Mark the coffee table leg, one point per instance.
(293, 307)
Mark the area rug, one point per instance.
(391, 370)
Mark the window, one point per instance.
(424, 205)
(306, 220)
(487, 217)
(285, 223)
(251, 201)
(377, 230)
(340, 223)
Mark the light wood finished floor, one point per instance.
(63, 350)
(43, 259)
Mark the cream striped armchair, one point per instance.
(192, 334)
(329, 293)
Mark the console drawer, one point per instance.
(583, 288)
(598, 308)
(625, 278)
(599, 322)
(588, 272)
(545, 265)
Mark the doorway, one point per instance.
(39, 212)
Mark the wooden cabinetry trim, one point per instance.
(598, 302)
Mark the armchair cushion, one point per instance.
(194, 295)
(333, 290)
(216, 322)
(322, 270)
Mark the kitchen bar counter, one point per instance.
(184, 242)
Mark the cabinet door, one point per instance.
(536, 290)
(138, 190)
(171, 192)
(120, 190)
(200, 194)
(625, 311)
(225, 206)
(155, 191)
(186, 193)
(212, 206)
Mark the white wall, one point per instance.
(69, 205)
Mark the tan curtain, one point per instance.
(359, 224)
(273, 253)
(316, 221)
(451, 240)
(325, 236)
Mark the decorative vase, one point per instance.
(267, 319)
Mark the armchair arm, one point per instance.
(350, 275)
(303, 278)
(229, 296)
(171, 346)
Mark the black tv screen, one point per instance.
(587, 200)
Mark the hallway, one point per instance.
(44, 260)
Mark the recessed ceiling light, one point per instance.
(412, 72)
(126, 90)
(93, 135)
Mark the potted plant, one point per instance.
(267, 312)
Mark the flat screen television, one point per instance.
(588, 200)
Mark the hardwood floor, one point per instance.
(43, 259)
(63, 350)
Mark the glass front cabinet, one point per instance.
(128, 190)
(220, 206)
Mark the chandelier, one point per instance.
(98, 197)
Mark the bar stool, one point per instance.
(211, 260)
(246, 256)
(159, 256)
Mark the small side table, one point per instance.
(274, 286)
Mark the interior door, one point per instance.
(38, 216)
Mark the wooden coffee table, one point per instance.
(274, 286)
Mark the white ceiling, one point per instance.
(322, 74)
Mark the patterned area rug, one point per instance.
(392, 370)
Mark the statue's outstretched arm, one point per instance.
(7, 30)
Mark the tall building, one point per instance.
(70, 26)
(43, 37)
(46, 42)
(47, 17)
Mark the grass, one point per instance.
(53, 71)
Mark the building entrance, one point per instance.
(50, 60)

● ● ● ● ● ● ●

• [Set task]: Please write out again every line from the one containing "Mark the bar stool, one point per instance." up to and including the last line of the rows, keeping the lines that begin with "Mark" unchanged and adding -25 to both coordinates of every point.

• [Response below]:
Mark the bar stool, one point per instance.
(186, 235)
(221, 231)
(134, 231)
Mark the small side table, one point per instance.
(249, 261)
Mark the interior door, one point per instance.
(13, 191)
Mark the wooden coffee table, one point per instance.
(249, 261)
Mark the white ceiling, one point per instance.
(297, 49)
Mark the patterned area rug, one point per instance.
(367, 345)
Mark the statue's outstretched arm, one point per instance.
(-18, 5)
Mark the tall building, one point per instance.
(45, 1)
(18, 12)
(21, 17)
(22, -8)
Mark the grass, one point per instance.
(28, 46)
Mark the building entrance, one point per instance.
(25, 35)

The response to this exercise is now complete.